> **Task goal**: Retype the part of the article about the Pfizer employee at Harvard that opens with the words containing "Asked about the" and closes with "for personal use.".
*** Opening Passage shown ***
Pfizer Worker Photographed Protesters at Harvard
Duff Wilson
March 2, 2009
Harvard Medical School’s rules say that students on campus are supposed to be off-limits to drug company representatives.
That is why David Tian, a first-year Harvard medical student, said he found it “strange and off-putting” last fall when a man who identified himself as a Pfizer employee took a cellphone photo of students as they demonstrated against pharmaceutical industry influence on campus. “We could only assume he intended to share this with his company,” Mr. Tian said.
The students did not get the man’s name, but they took his picture.
Asked about the mysterious Pfizer man on campus and shown his picture, a company spokesman said he had recently contacted the employee and concluded that he had done nothing wrong. Declining to name him, the spokesman, Ray Kerins, said the employee had photographed the students for personal use.
Mr. Kerins preferred to talk about Pfizer’s support of the medical school, which, according to Harvard officials, includes private payments to at least 149 faculty members, corporate donations of $350,000 to the school last year, $234,000 for continuing medical education classes, and two Pfizer-financed research projects on campus.
“We’ve got top-class collaboration in place with leading medical institutions around the world, and we’re very proud of them,” Mr. Kerins said.
Whatever the unidentified Pfizer representative was up to, Mr. Tian and other students said they saw him again two weeks after the campus protest, at a public lecture on campus about conflicts of interest in medical research.
Drug industry employees are “all over the place,” the lecturer, Dr. Catherine D. DeAngelis, the editor of the Journal of the American Medical Association, said last week. “It’s a free country,” she said. “I’m not hiding anything. Maybe they’ll even listen to what I say and think about what they’re doing.”
*** Closing Passage shown ***
*** Opening Stored data ***
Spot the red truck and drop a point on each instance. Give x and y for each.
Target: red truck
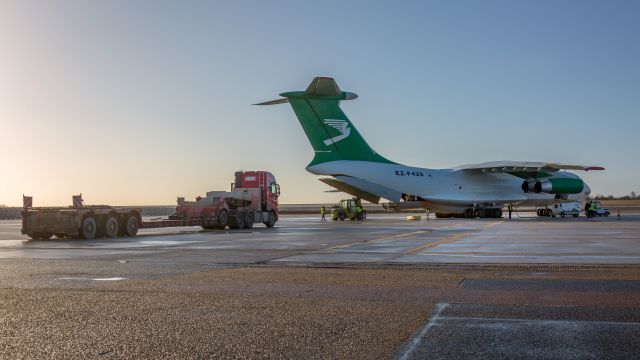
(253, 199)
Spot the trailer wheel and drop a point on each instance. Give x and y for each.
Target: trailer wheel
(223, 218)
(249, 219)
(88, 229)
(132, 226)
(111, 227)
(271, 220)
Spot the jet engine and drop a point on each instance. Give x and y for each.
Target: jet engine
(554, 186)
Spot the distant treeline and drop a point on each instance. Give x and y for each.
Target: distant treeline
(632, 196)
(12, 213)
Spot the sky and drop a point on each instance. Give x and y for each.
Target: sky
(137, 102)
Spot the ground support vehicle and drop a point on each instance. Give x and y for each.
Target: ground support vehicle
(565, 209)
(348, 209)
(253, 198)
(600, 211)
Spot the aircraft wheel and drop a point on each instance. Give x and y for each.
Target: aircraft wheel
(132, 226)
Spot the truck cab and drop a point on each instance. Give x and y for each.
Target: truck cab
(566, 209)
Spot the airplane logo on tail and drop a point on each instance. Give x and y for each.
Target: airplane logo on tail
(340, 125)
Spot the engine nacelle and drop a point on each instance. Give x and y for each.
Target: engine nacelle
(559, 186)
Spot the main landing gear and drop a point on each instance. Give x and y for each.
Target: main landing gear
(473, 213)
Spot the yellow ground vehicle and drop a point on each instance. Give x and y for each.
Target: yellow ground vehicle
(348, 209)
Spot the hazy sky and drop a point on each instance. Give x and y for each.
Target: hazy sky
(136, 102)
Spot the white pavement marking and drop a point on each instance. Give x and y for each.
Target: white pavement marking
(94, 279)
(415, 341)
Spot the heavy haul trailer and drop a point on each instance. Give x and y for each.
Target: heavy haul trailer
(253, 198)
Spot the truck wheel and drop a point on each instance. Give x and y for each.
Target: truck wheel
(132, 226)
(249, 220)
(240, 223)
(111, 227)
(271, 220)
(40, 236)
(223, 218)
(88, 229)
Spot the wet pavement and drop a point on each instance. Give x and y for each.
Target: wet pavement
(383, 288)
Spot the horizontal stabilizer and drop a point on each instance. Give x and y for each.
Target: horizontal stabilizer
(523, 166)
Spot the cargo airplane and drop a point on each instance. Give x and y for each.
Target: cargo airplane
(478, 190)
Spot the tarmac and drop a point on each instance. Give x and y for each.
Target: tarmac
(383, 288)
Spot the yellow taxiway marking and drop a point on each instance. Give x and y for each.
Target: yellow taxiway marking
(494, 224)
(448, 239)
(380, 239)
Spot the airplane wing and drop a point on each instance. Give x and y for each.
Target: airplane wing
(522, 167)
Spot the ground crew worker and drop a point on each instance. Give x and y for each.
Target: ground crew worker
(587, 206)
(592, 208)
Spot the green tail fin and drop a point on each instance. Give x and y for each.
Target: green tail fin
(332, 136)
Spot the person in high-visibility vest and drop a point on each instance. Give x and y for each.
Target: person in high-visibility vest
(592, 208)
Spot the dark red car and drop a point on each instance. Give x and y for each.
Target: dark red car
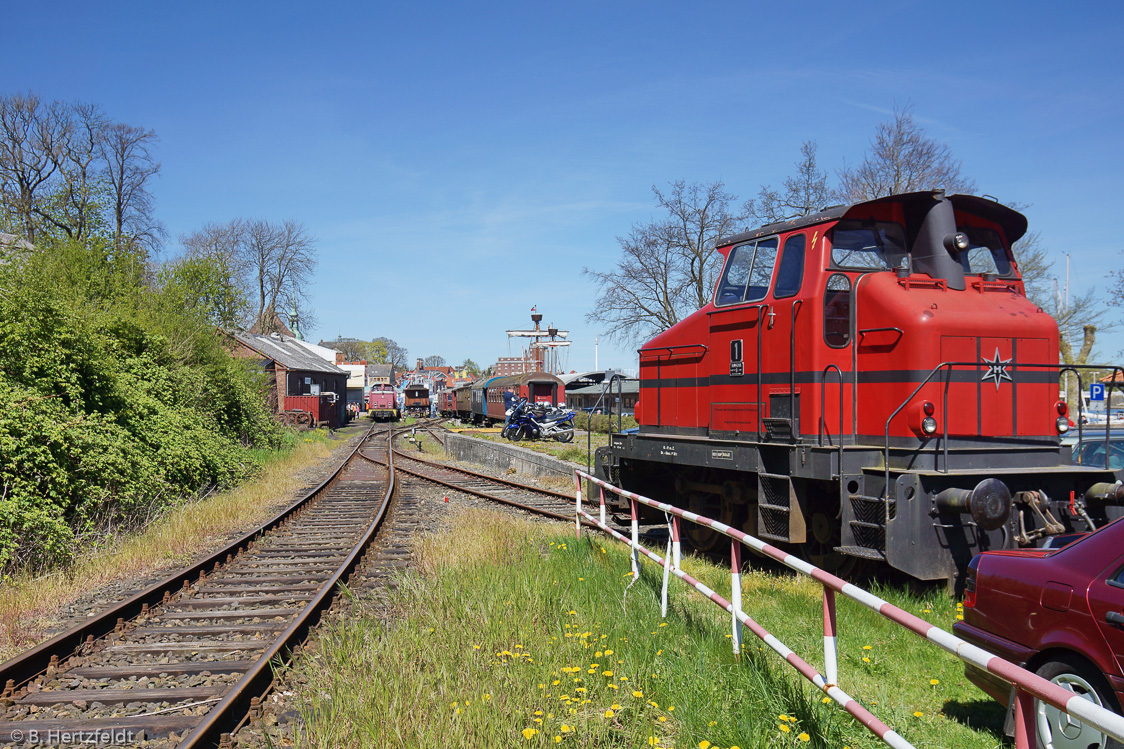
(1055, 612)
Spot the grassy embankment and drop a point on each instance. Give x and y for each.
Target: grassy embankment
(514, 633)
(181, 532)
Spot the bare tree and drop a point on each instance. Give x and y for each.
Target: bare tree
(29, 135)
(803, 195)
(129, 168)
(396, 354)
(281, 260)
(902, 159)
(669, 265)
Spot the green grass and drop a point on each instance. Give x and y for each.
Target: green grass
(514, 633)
*** Closing Stored data ***
> **Response to the task**:
Asked about the mysterious Pfizer man on campus and shown his picture, a company spokesman said he had recently contacted the employee and concluded that he had done nothing wrong. Declining to name him, the spokesman, Ray Kerins, said the employee had photographed the students for personal use.